■ Data for this exercise
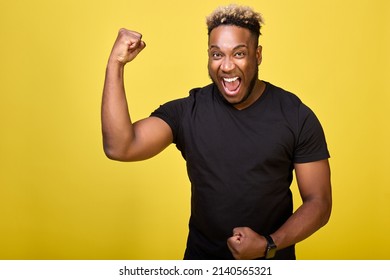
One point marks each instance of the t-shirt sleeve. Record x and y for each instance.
(172, 112)
(311, 143)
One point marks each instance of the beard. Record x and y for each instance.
(247, 94)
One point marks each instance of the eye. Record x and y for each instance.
(240, 54)
(215, 55)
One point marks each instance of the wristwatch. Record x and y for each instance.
(271, 248)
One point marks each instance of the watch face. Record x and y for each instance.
(271, 250)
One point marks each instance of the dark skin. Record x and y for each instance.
(233, 58)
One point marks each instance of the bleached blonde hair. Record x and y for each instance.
(242, 16)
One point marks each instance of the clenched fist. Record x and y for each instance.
(127, 46)
(246, 244)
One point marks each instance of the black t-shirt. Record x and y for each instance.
(240, 162)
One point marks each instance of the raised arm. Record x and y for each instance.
(123, 140)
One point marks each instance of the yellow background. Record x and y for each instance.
(60, 198)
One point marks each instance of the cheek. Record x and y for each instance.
(213, 68)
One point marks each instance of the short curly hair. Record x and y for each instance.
(233, 14)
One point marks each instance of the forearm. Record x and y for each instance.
(116, 123)
(307, 219)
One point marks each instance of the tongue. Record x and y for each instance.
(232, 86)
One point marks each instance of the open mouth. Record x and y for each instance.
(231, 85)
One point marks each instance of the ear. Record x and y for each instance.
(259, 54)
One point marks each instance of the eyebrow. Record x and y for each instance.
(236, 47)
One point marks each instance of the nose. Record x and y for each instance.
(227, 64)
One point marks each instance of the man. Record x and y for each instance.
(241, 138)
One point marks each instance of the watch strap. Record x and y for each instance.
(271, 247)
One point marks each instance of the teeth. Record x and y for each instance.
(230, 80)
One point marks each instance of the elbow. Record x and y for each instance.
(326, 213)
(114, 154)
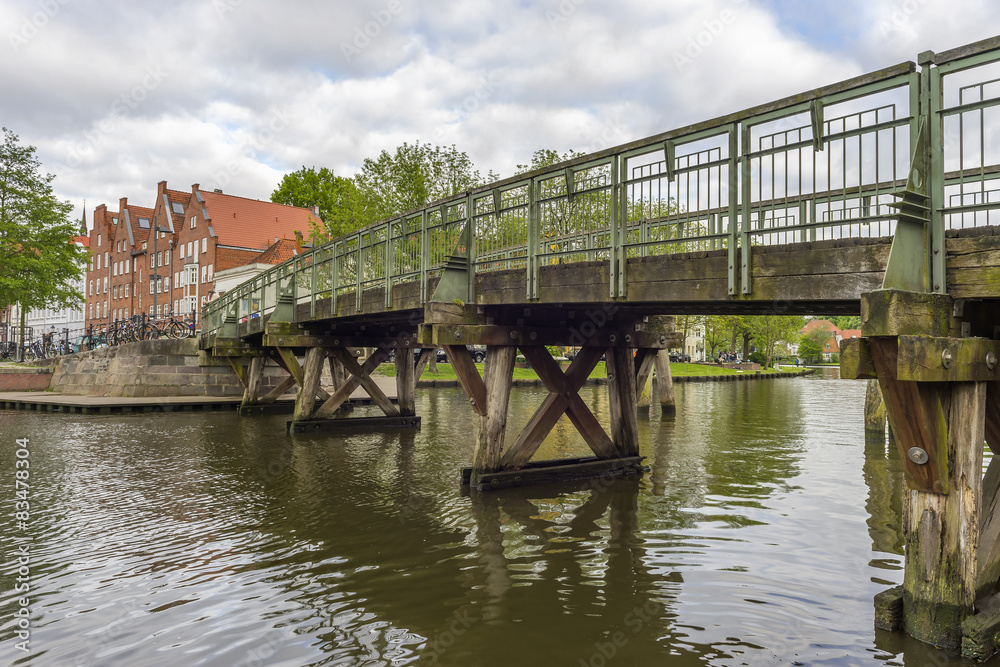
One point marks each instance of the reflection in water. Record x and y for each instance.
(760, 536)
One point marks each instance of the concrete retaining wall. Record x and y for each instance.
(151, 368)
(25, 379)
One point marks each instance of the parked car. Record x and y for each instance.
(478, 353)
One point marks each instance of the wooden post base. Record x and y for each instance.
(550, 472)
(352, 424)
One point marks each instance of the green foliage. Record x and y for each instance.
(39, 263)
(810, 349)
(846, 322)
(416, 174)
(341, 206)
(769, 330)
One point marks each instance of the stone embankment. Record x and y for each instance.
(150, 368)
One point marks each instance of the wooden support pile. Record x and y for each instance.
(942, 402)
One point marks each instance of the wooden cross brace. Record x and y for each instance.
(490, 399)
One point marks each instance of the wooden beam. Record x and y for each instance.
(353, 382)
(621, 395)
(239, 367)
(468, 376)
(406, 381)
(278, 391)
(918, 418)
(425, 356)
(665, 385)
(364, 377)
(644, 359)
(305, 401)
(493, 426)
(902, 313)
(936, 359)
(856, 360)
(942, 531)
(568, 386)
(287, 360)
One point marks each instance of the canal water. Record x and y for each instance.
(760, 536)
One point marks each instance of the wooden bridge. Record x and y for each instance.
(876, 196)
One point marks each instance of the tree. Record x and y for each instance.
(39, 263)
(769, 330)
(341, 207)
(810, 349)
(416, 174)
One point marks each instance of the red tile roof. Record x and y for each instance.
(281, 250)
(251, 223)
(230, 258)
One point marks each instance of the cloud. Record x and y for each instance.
(497, 79)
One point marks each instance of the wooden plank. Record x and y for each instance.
(287, 360)
(425, 355)
(644, 359)
(621, 395)
(942, 531)
(552, 472)
(856, 360)
(493, 426)
(939, 359)
(306, 398)
(255, 381)
(363, 375)
(278, 391)
(534, 432)
(918, 419)
(353, 424)
(468, 376)
(353, 381)
(568, 385)
(993, 416)
(899, 313)
(406, 382)
(239, 367)
(665, 385)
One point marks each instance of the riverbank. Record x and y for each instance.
(445, 375)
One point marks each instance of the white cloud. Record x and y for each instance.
(498, 79)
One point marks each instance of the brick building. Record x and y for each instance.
(163, 259)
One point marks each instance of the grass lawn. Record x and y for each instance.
(445, 371)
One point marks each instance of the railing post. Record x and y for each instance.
(470, 212)
(534, 239)
(735, 163)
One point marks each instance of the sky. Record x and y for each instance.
(233, 94)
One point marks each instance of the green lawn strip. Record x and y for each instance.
(445, 371)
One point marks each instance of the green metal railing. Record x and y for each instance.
(826, 164)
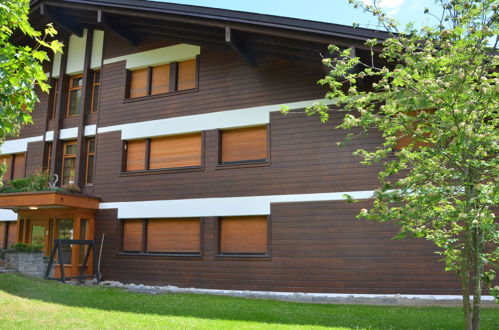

■ Requirements
Extract each line of the material above that contains the string "post".

■ Answer to the exercise
One point marks each instance of the wooden post base. Record x and y for each instance.
One point marks each instance of the railing post. Record x and y for each instance.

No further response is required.